Tugas A
Ketik ulang persis bagian catatan yang dimulai dari awal catatan dan berakhir pada baris yang memuat "203), (293, 208)]]", termasuk baris tersebut. Gambar tidak perlu disertakan dalam jawaban.

Kutipan Teks
1. Buka konten
  2. Buka menu utama
  3. Buka situs DW lainnya

Uni Eropa Siap Kirim Pemantau ke Aceh

19 Juli 2005

Pemerintah Indonesia dan Gerakan Aceh Merdeka sepakat mengakhiri konflik. Penarikan pasukan Israel di jalur Gaza menimbulkan kontroversi. Tema-tema tersebut menjadi sorotan media di Eropa kali ini.

https://p.dw.com/p/CPNZ
Pertemuan Menteri Luar Negeri Uni Eropa
Pertemuan Menteri Luar Negeri Uni EropaFoto: AP

Tentang kesepakatan damai di Aceh, harian Jerman Die Rheinpfalz menulis:

"Untuk mengawasi pelaksanaan kesepakatan damai di Aceh, Uni Eropa menunjukkan kesediaanya untuk mengirimkan misi pemantau internasional untuk Aceh. Hal itu disepakati Menteri-Menteri Luar Negeri Uni Eropa pada pertemuan di Brussel, Senin lalu. Pengiriman misi pemantau tersebut dapat dilakukan, bila ada permintaan dari pihak pemerintah Indonesia atau Gerakan Aceh Merdeka. Dan pengiriman tersebut akan dilaksanakan, dalam kerja sama dengan ASEAN. Kalau kesepakatan pembentukan misi pemantau sudah ditandatangani, Uni Eropa akan langsung beraksi, seperti yang dikatakan Koordinator Politik Keamanan dan Politik Luar Negeri Uni Eropa, Javier Solana."

Juga harian Swiss Neue Zürcher Zeitung pun menyoroti tema Aceh itu:

"Para Menteri Luar Negeri Uni Eropa bersepakat untuk mengirimkan misi pemantau ke Aceh. Koordinator Politik Keamanan dan Politik Luar Negeri Uni Eropa Javier Solana mengatakan, permintaan misi pemantau itu diajukan keduabelah pihak, yaitu Gerakan Aceh Merdeka dan pemerintah Indonesia, agar misi tersebut mengawasi gencatan senjata. Pengawasan itu akan disusul dengan menarik semua pasukan militer kedua pihak."

Tugas B
Ringkaslah kutipan teks tentang misi pemantau Uni Eropa untuk Aceh dalam dua kalimat.

Catatan yang Diberikan
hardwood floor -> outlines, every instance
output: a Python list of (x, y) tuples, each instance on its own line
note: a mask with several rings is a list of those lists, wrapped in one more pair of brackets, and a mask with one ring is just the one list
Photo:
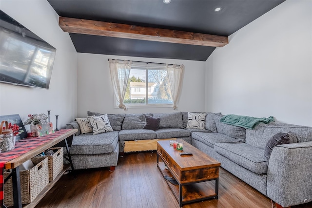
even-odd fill
[[(114, 172), (79, 170), (63, 175), (36, 208), (177, 208), (177, 201), (158, 170), (155, 151), (125, 153)], [(272, 208), (270, 199), (220, 169), (219, 199), (183, 208)], [(275, 207), (275, 206), (274, 206)], [(312, 208), (310, 203), (293, 208)]]

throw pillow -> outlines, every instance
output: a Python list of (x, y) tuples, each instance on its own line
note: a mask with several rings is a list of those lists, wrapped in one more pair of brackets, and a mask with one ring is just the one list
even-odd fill
[(296, 136), (291, 132), (277, 133), (268, 141), (265, 148), (264, 149), (264, 156), (267, 159), (269, 159), (272, 150), (273, 150), (273, 148), (276, 145), (293, 143), (297, 142), (298, 141)]
[(92, 132), (92, 127), (91, 127), (90, 121), (87, 118), (77, 118), (76, 121), (79, 124), (81, 133)]
[(187, 128), (205, 129), (206, 113), (189, 112)]
[(107, 114), (97, 116), (93, 115), (87, 117), (92, 126), (94, 134), (98, 134), (105, 132), (113, 132), (114, 130), (111, 126)]
[(159, 128), (159, 121), (160, 118), (155, 118), (153, 116), (145, 115), (145, 125), (143, 129), (150, 129), (156, 131)]

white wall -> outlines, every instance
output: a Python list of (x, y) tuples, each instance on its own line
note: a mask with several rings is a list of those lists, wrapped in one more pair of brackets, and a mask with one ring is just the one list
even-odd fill
[[(184, 64), (178, 108), (176, 110), (172, 108), (129, 108), (127, 111), (115, 108), (108, 58)], [(78, 53), (78, 116), (86, 116), (88, 111), (108, 113), (202, 111), (205, 109), (205, 64), (204, 61)]]
[(312, 1), (287, 0), (206, 61), (206, 111), (312, 126)]
[(24, 120), (28, 114), (50, 110), (54, 126), (59, 115), (58, 127), (65, 128), (77, 106), (77, 54), (68, 33), (58, 26), (58, 16), (45, 0), (1, 0), (0, 9), (57, 49), (49, 90), (0, 83), (0, 115), (19, 114)]

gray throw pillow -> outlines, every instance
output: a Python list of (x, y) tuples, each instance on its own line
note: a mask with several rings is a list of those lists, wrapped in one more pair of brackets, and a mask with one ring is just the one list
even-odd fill
[(277, 133), (268, 141), (264, 149), (264, 156), (269, 159), (272, 150), (273, 150), (273, 148), (276, 145), (294, 143), (297, 142), (298, 141), (296, 136), (291, 132)]
[(160, 120), (160, 118), (155, 118), (145, 115), (145, 125), (143, 129), (154, 131), (158, 130), (159, 128)]

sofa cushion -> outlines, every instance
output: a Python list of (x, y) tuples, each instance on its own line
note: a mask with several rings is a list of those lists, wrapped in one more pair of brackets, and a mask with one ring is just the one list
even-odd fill
[(181, 112), (182, 114), (182, 119), (183, 121), (183, 127), (186, 128), (187, 126), (187, 120), (189, 119), (189, 112)]
[(268, 141), (264, 149), (264, 156), (269, 159), (273, 148), (277, 145), (296, 143), (296, 136), (292, 133), (277, 133)]
[[(92, 115), (99, 116), (105, 114), (91, 112), (91, 111), (88, 111), (87, 113), (88, 116), (92, 116)], [(125, 116), (126, 114), (125, 113), (107, 114), (107, 117), (114, 131), (121, 130), (121, 125)]]
[(81, 133), (90, 133), (92, 132), (92, 127), (90, 121), (87, 118), (76, 118), (76, 121), (79, 124)]
[(98, 154), (114, 151), (118, 143), (118, 132), (94, 135), (93, 133), (74, 136), (71, 154)]
[(217, 117), (220, 119), (220, 116), (223, 115), (220, 113), (207, 113), (205, 118), (205, 128), (212, 132), (217, 132), (216, 126), (214, 121), (214, 117)]
[(187, 137), (191, 135), (190, 131), (179, 128), (159, 129), (156, 132), (157, 139)]
[(78, 131), (75, 133), (74, 136), (78, 136), (81, 134), (81, 132), (80, 130), (80, 126), (77, 121), (73, 121), (69, 124), (66, 124), (66, 129), (77, 129)]
[(205, 129), (205, 118), (206, 113), (188, 113), (187, 128)]
[(152, 113), (126, 114), (122, 123), (122, 129), (143, 129), (145, 125), (145, 115)]
[(193, 132), (192, 133), (192, 140), (198, 140), (212, 148), (214, 148), (214, 144), (217, 142), (240, 142), (237, 139), (217, 132)]
[(134, 141), (156, 138), (156, 132), (148, 129), (122, 130), (119, 132), (119, 141)]
[(159, 128), (159, 120), (160, 118), (145, 115), (145, 125), (143, 127), (143, 129), (149, 129), (156, 131)]
[(312, 141), (312, 127), (273, 122), (269, 124), (259, 124), (253, 130), (246, 131), (246, 144), (264, 150), (268, 141), (279, 132), (293, 134), (298, 142)]
[(268, 159), (264, 150), (244, 143), (215, 143), (214, 150), (235, 163), (257, 174), (266, 174)]
[(160, 118), (159, 128), (179, 128), (183, 129), (183, 121), (181, 112), (153, 113), (154, 117)]
[(87, 117), (92, 127), (94, 134), (98, 134), (105, 132), (113, 132), (114, 130), (107, 117), (107, 114), (104, 114), (99, 116), (92, 115)]
[(221, 117), (221, 115), (214, 114), (214, 121), (215, 121), (218, 132), (226, 134), (235, 139), (246, 139), (245, 129), (222, 123), (220, 121)]

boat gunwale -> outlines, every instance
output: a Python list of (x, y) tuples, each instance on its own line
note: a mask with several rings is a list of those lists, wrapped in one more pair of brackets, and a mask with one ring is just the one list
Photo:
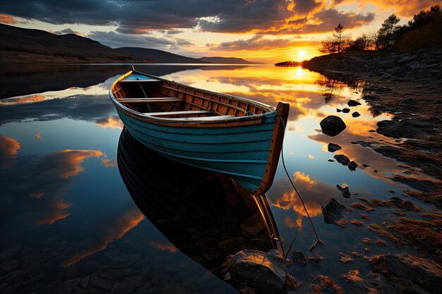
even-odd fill
[[(115, 97), (113, 93), (113, 89), (115, 85), (131, 75), (132, 73), (138, 73), (148, 78), (151, 78), (153, 79), (156, 79), (157, 80), (166, 82), (172, 82), (177, 86), (181, 86), (187, 88), (190, 88), (193, 90), (201, 91), (205, 92), (209, 94), (217, 95), (219, 97), (233, 99), (236, 101), (239, 101), (241, 102), (246, 103), (255, 106), (258, 106), (265, 111), (265, 114), (253, 114), (251, 116), (236, 116), (231, 117), (224, 119), (216, 119), (216, 120), (198, 120), (198, 118), (193, 118), (194, 119), (189, 120), (188, 118), (161, 118), (161, 117), (155, 117), (153, 116), (149, 116), (148, 114), (143, 114), (138, 111), (136, 111), (133, 109), (131, 109), (121, 103), (120, 103), (118, 99)], [(143, 82), (143, 80), (140, 80), (140, 82)], [(191, 93), (189, 93), (189, 94), (192, 94)], [(276, 108), (270, 105), (267, 105), (264, 103), (257, 102), (256, 101), (250, 100), (246, 98), (234, 96), (234, 95), (228, 95), (223, 93), (218, 93), (210, 90), (206, 90), (204, 89), (200, 89), (194, 87), (191, 87), (187, 85), (181, 84), (179, 82), (177, 82), (174, 81), (171, 81), (169, 80), (163, 79), (161, 78), (156, 77), (155, 75), (150, 75), (145, 73), (141, 73), (137, 71), (130, 71), (124, 75), (121, 75), (119, 78), (117, 78), (110, 86), (109, 89), (109, 94), (111, 97), (111, 100), (112, 103), (118, 107), (121, 111), (124, 112), (129, 116), (131, 116), (138, 120), (142, 121), (145, 123), (154, 123), (157, 125), (169, 125), (169, 126), (175, 126), (175, 127), (186, 127), (186, 128), (227, 128), (227, 127), (232, 127), (235, 125), (253, 125), (253, 124), (259, 124), (262, 123), (265, 116), (268, 116), (269, 115), (275, 114)], [(208, 98), (208, 100), (210, 100)], [(214, 100), (216, 102), (215, 100)], [(214, 116), (216, 117), (216, 116)]]

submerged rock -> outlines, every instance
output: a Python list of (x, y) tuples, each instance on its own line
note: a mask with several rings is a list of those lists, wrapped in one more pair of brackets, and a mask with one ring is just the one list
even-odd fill
[(342, 188), (339, 185), (336, 185), (336, 188), (338, 188), (338, 190), (339, 190), (341, 192), (341, 194), (342, 194), (342, 197), (344, 198), (350, 197), (350, 195), (352, 195), (352, 193), (350, 193), (350, 191), (348, 190), (348, 187)]
[(358, 102), (357, 101), (350, 100), (348, 102), (347, 102), (347, 105), (351, 107), (351, 106), (357, 106), (358, 105), (361, 105), (361, 104)]
[(347, 128), (341, 118), (335, 116), (327, 116), (321, 121), (320, 125), (322, 133), (330, 137), (335, 136)]
[(342, 212), (348, 210), (345, 205), (341, 204), (335, 198), (330, 199), (330, 202), (326, 205), (321, 206), (321, 209), (325, 223), (335, 223), (343, 217)]
[(334, 152), (335, 151), (339, 150), (340, 149), (342, 149), (342, 147), (341, 147), (338, 144), (328, 143), (328, 151), (330, 152)]
[(350, 171), (356, 171), (356, 168), (357, 167), (357, 164), (353, 161), (348, 164), (348, 169)]
[[(440, 293), (442, 285), (442, 267), (427, 258), (407, 253), (387, 255), (373, 264), (373, 271), (382, 274), (393, 282), (399, 292)], [(421, 288), (421, 289), (419, 289)]]
[(223, 264), (225, 276), (229, 283), (253, 288), (256, 293), (281, 293), (285, 284), (287, 270), (282, 257), (277, 250), (268, 252), (241, 250), (231, 256)]
[(346, 166), (350, 163), (350, 160), (345, 155), (338, 154), (333, 157), (335, 159), (343, 166)]

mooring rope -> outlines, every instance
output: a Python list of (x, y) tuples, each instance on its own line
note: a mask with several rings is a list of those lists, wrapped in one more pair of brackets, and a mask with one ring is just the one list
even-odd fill
[[(285, 130), (285, 122), (282, 119), (282, 117), (280, 116), (280, 118), (281, 119), (281, 123), (282, 124), (282, 126), (284, 127), (284, 130)], [(290, 183), (292, 184), (292, 187), (293, 187), (293, 189), (294, 189), (294, 191), (297, 192), (297, 194), (298, 195), (298, 197), (301, 200), (301, 202), (302, 203), (302, 206), (304, 207), (304, 210), (306, 212), (306, 214), (307, 214), (307, 216), (309, 217), (309, 219), (310, 220), (310, 223), (311, 223), (313, 231), (315, 233), (315, 235), (316, 236), (316, 242), (315, 242), (315, 243), (313, 245), (311, 245), (311, 247), (310, 247), (310, 251), (312, 251), (313, 249), (315, 249), (315, 247), (318, 245), (318, 244), (324, 245), (325, 243), (319, 239), (319, 237), (318, 236), (318, 233), (316, 233), (316, 229), (315, 228), (315, 225), (313, 223), (313, 221), (311, 220), (311, 218), (310, 217), (310, 214), (309, 214), (309, 212), (307, 211), (306, 204), (304, 203), (302, 197), (301, 196), (301, 194), (299, 194), (299, 192), (298, 192), (298, 190), (294, 186), (294, 183), (292, 180), (292, 178), (289, 175), (289, 172), (287, 171), (287, 168), (285, 167), (285, 161), (284, 161), (284, 142), (282, 142), (282, 144), (281, 145), (281, 158), (282, 159), (282, 166), (284, 166), (285, 174), (289, 178)], [(288, 255), (288, 252), (287, 252), (287, 255)]]

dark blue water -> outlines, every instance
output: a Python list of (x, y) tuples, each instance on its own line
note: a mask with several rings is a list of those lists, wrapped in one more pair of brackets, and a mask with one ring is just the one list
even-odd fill
[[(234, 189), (232, 192), (225, 179), (177, 166), (136, 143), (127, 145), (132, 139), (122, 133), (107, 91), (129, 69), (124, 65), (7, 65), (1, 69), (0, 292), (237, 293), (219, 272), (224, 259), (241, 249), (271, 247), (262, 220), (253, 223), (258, 228), (255, 235), (241, 227), (254, 219), (256, 208)], [(391, 116), (374, 116), (362, 100), (356, 108), (359, 118), (336, 113), (350, 99), (360, 98), (363, 82), (349, 87), (300, 68), (270, 66), (137, 69), (272, 105), (290, 102), (286, 165), (326, 243), (316, 250), (322, 258), (319, 265), (289, 267), (304, 283), (300, 293), (310, 291), (311, 277), (319, 274), (348, 290), (343, 274), (351, 269), (370, 274), (366, 261), (354, 257), (345, 264), (340, 253), (366, 253), (366, 247), (370, 255), (414, 252), (367, 229), (371, 223), (398, 217), (392, 214), (398, 207), (354, 209), (346, 216), (362, 226), (349, 222), (341, 228), (323, 221), (321, 206), (331, 197), (350, 206), (360, 202), (359, 197), (386, 200), (402, 197), (410, 188), (390, 180), (406, 168), (352, 144), (390, 142), (369, 131)], [(347, 125), (333, 138), (319, 127), (330, 114), (339, 115)], [(121, 142), (131, 147), (121, 147)], [(327, 151), (330, 142), (342, 147), (336, 153), (359, 164), (356, 171), (328, 161), (335, 155)], [(436, 181), (422, 173), (413, 176)], [(343, 198), (336, 184), (357, 195)], [(294, 239), (291, 252), (308, 255), (316, 239), (281, 164), (267, 197), (285, 252)], [(408, 200), (424, 211), (434, 210)], [(421, 213), (407, 212), (409, 217)], [(373, 244), (364, 243), (364, 238)], [(376, 245), (378, 239), (388, 246)]]

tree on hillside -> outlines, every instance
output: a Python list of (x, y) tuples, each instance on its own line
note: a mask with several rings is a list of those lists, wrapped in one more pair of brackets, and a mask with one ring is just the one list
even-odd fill
[(388, 49), (395, 43), (396, 33), (400, 25), (397, 25), (400, 20), (395, 13), (388, 16), (378, 31), (378, 43), (380, 49)]
[(335, 27), (335, 32), (331, 37), (328, 37), (325, 41), (322, 42), (322, 45), (318, 48), (322, 53), (341, 53), (345, 51), (347, 37), (342, 34), (344, 27), (339, 23)]

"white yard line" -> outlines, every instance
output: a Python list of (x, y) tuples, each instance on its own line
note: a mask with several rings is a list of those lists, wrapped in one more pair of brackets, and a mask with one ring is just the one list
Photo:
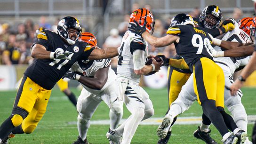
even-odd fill
[[(159, 125), (162, 122), (163, 118), (152, 118), (146, 120), (141, 122), (140, 124), (144, 125)], [(248, 123), (254, 124), (256, 120), (256, 115), (248, 115)], [(122, 119), (120, 123), (123, 123), (126, 119)], [(175, 122), (178, 125), (188, 125), (188, 124), (200, 124), (202, 121), (201, 117), (178, 117), (177, 120)], [(68, 123), (68, 124), (77, 124), (77, 121), (72, 121)], [(91, 121), (91, 125), (109, 125), (110, 123), (109, 120), (98, 120)]]

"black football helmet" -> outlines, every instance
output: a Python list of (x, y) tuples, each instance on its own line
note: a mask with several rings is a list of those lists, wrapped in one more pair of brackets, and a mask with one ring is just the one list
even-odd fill
[(216, 28), (222, 19), (221, 11), (219, 7), (215, 5), (205, 7), (199, 17), (200, 22), (203, 24), (204, 27), (209, 29)]
[[(74, 28), (78, 31), (77, 33), (78, 37), (74, 40), (72, 40), (69, 37), (68, 29)], [(73, 45), (76, 41), (78, 40), (80, 34), (82, 32), (82, 28), (80, 25), (80, 22), (75, 17), (72, 16), (66, 16), (62, 19), (58, 23), (57, 26), (57, 32), (58, 34), (64, 40), (70, 45)]]
[(191, 16), (187, 14), (179, 14), (175, 16), (172, 19), (170, 26), (178, 24), (191, 24), (194, 26), (194, 20)]

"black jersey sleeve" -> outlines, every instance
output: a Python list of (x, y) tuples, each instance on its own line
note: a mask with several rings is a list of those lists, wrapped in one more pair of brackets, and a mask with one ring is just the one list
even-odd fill
[(144, 51), (146, 49), (146, 42), (140, 36), (135, 36), (130, 44), (130, 51), (133, 54), (133, 52), (136, 49)]
[(51, 47), (51, 42), (49, 41), (50, 39), (49, 39), (48, 36), (47, 32), (44, 30), (39, 32), (37, 34), (37, 38), (38, 40), (35, 43), (43, 45), (46, 48), (46, 50), (48, 49)]
[(220, 31), (218, 28), (208, 29), (202, 27), (198, 27), (197, 28), (210, 33), (214, 38), (220, 35)]

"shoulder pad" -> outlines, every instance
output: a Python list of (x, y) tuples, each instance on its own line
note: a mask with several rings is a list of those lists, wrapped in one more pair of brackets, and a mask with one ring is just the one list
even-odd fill
[(169, 27), (166, 32), (168, 34), (177, 34), (180, 33), (180, 29), (177, 25)]

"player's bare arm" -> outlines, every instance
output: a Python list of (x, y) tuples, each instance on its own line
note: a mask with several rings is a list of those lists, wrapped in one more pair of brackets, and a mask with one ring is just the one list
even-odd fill
[(108, 48), (104, 49), (95, 49), (92, 51), (88, 59), (96, 60), (115, 57), (118, 56), (117, 48)]

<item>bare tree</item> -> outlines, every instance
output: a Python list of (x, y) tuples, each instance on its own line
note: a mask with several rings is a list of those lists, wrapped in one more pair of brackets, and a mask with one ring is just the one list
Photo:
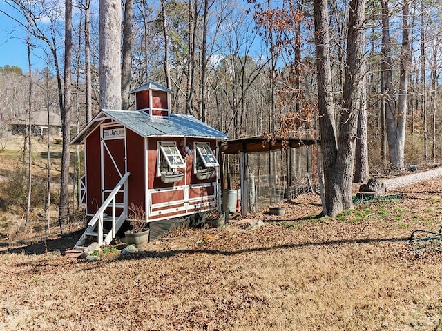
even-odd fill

Jawaban Lengkap A
hardwood floor -> outlines, every instance
output: a Python list of (x, y) tuples, each instance on its own line
note: a mask with several rings is a list of those lists, wrapped in one more pair of brackets, and a mask with one ring is just the one list
Photo:
even-odd fill
[[(114, 172), (79, 170), (63, 175), (36, 208), (177, 208), (177, 201), (158, 170), (155, 151), (125, 153)], [(272, 208), (270, 199), (220, 169), (219, 199), (183, 208)], [(275, 207), (275, 206), (274, 206)], [(312, 208), (310, 203), (293, 208)]]

Jawaban Lengkap B
Para Menteri Luar Negeri Uni Eropa dalam pertemuan di Brussel sepakat mengirimkan misi pemantau ke Aceh untuk mengawasi pelaksanaan kesepakatan damai antara pemerintah Indonesia dan Gerakan Aceh Merdeka, dalam kerja sama dengan ASEAN. Menurut Javier Solana, kedua pihak mengajukan permintaan misi itu untuk mengawasi gencatan senjata, yang akan disusul dengan penarikan semua pasukan militer kedua pihak.